Questions to answer.
1. In the Medidata acquisition article, list the titles that Tarek Sherif holds at Medidata.
2. Carry on the article about Dassault Systèmes buying Medidata, starting after its final sentence.

Segment Start: Source extract

In an anticipated move, Dassault Systèmes, a French enterprise IT firm (its better-known aviation business is a separate company) will acquire Medidata Solutions, at a 17% premium over the stock price it had before rumors began circulating this spring. Medidata is a leading provider of software for running clinical trials, including clinical trial management systems (CTMS), clinical outcomes assessment and overall data management. Dassault has been expanding for several years into life sciences, primarily through its Biovia platform for product life-cycle management and analysis; the Medidata acquisition would be its largest single acquisition ever, according to press reports.
“Our mission to get the right treatment, to the right patient, at the right time has fueled our 20-year journey of innovation and commitment to the life sciences industry,” said Tarek Sherif, co-founder, chairman and CEO, Medidata. “We share common vision, values and passion with Dassault Systèmes, and our combined talents will empower the life sciences industry with an end-to-end business platform.”

Segment End: Source extract
Segment Start: Provided records

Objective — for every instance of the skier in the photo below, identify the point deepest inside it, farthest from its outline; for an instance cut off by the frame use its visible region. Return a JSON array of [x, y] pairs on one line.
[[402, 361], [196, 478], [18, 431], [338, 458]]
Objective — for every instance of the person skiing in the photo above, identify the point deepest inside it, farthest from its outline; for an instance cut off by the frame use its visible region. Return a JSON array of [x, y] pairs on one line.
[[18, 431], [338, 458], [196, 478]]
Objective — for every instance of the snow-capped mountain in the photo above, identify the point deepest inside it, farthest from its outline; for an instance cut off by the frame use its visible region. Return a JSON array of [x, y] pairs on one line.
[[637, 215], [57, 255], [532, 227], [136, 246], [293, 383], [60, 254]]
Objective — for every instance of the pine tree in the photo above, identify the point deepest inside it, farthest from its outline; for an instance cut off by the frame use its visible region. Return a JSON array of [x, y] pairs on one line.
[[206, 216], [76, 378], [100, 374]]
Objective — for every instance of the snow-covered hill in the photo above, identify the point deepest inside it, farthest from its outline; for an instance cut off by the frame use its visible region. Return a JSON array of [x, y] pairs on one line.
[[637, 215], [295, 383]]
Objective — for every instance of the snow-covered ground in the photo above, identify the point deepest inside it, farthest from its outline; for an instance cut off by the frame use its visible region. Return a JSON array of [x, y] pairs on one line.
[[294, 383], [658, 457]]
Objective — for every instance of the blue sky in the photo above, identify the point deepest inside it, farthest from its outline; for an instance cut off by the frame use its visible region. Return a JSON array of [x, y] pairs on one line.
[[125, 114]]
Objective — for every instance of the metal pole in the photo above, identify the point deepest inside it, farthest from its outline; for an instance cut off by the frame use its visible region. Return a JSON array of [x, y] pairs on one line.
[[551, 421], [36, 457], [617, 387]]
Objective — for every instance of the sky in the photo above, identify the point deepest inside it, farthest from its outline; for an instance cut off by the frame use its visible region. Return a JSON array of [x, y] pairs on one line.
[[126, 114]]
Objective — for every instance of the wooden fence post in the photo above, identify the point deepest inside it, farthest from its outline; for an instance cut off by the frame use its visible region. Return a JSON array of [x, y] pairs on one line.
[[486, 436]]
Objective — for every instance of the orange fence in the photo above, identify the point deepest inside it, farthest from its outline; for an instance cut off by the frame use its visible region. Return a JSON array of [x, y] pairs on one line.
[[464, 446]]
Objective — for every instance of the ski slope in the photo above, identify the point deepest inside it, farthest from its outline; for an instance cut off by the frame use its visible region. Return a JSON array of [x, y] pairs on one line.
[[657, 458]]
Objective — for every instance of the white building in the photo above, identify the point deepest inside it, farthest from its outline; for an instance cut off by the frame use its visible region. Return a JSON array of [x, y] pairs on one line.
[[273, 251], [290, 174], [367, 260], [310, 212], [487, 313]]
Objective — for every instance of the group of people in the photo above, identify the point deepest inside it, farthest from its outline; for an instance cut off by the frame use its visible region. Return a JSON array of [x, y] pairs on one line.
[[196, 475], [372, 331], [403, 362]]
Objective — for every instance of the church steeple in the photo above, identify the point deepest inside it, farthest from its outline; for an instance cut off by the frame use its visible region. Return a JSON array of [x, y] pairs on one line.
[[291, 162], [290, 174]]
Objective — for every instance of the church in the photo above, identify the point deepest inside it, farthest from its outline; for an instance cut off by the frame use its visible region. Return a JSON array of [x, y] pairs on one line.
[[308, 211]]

Segment End: Provided records

Solved tasks.
1. co-founder, chairman, CEO

2.
Medidata reported revenues of around $640 million in its most recent fiscal year; Dassault is a $41-billion IT giant, with 11 business segments including life sciences. And most of that segment’s activity is focused on medical devices, so the challenge will be how well the Dassault management can keep its attention focused on pharma. This, in turn, will be of interest to Veeva Systems, which has emerged as a key player in cloud-based data management for clinical trials (its Vault system for data management is now a bigger business for it than the CRM business where it started). Medidata had sued Veeva in 2017, alleging poaching of Medidata employees who retained competitive information; as of last November, following the denial of a Veeva appeal, that litigation appears to be ongoing. However that slugfest plays out, the Medidata acquisitions signals the growing importance of life sciences and data management as a growth opportunity.